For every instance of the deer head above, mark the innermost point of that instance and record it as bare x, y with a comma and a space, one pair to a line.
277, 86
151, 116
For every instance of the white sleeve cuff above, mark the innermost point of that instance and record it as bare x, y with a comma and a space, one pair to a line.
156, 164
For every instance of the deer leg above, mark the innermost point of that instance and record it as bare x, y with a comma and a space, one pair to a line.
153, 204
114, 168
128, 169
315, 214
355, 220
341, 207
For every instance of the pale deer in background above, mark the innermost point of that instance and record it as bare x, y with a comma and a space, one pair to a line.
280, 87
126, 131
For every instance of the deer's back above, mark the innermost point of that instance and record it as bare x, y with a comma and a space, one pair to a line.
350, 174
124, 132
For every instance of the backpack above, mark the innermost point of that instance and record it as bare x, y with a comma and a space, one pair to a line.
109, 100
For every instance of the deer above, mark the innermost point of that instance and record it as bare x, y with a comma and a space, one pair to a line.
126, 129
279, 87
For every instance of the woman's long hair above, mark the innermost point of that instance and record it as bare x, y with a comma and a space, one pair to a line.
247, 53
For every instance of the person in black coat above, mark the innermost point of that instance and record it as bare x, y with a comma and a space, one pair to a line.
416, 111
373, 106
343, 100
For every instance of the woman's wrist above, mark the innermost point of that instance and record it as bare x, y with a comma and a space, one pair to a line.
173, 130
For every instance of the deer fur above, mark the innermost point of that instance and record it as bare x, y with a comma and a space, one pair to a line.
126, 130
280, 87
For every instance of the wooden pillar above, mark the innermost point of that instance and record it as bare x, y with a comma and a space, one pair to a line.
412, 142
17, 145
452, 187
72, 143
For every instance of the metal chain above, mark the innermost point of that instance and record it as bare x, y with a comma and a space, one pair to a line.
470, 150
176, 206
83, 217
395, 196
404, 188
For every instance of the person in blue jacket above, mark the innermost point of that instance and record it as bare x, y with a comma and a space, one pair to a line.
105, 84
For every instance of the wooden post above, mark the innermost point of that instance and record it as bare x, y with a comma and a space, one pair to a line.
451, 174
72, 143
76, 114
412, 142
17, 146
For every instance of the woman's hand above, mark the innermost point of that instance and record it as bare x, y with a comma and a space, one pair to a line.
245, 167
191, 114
═══
Assigned task: Repeat the records above exactly, from the first line to the last.

Solution to the problem:
For every instance of the deer head above, mark the innermost point of that instance and record it as bare x, y with a comma and a space, one pair to a line.
277, 86
151, 116
For every instance of the white sleeve cuff above, mark the innermost point of that instance and record it as bare x, y with a comma and a space, one pair to a line.
156, 164
For every instance of the deer leg above, mark the innermost point of that instance and record it as bare x, y with a comma and a space, one pair to a line.
153, 204
114, 168
128, 169
315, 214
355, 220
341, 207
For every instance of the pale deer in background above, mark the innermost point of that instance and record it as bare x, y with a comma and a space, one pair to a line.
280, 87
126, 131
For every instance of the deer's back above, mark the innermost point of that instance and record it as bare x, y with a comma and a space, one pair to a line.
350, 174
124, 132
For every instance of the backpack above, mark the innermost point of that instance and record it as bare x, y with a comma and a space, one pair to a line.
109, 100
For every instance of the deer above, mark the innermost point of that instance and record it as bare x, y with a comma and a space, one pair to a line.
126, 129
279, 87
For every instance of the woman's long hair above, mark the innermost point of that instance and record it as bare x, y with a comma and a space, one pair to a line.
247, 53
For every instance of the person in black coat above, mark the innermost point of that instance and record it as bare x, y with a comma and a space, one pair to a line.
416, 111
373, 106
343, 100
For every instance of the woman's wrist above, mark the innermost point of that instance and record it as bare x, y with a comma and a space, one pair to a line.
173, 130
For every instance of the deer fur above, mark the innermost point of that instance and record it as bare x, y with a comma and a space, one pair to a line.
126, 130
280, 87
For every instance of the wooden pillar above, mark the innermost point of that instance and record it as bare x, y with a comma and a space, one pair to a line.
412, 142
17, 145
452, 187
72, 143
For every instance of the metal chain above, mark the innermost point of that instance and record it as bare x, y with a comma and a space, one pair to a line.
470, 150
176, 206
83, 217
395, 196
404, 188
For every instance of the person in blue jacket above, mark the innermost point of that instance and record it as bare x, y with a comma and a space, one pair to a line.
105, 84
For every instance of the wooden post above, mark the innermost point of that instance and record it as bare x, y with a comma and a space, one pair to a line.
451, 174
72, 143
76, 114
412, 142
17, 146
For every instance of the woman's hand above, mark the innermost point of that instance and record it as bare x, y with a comma and a space, one pair to a line.
245, 167
191, 114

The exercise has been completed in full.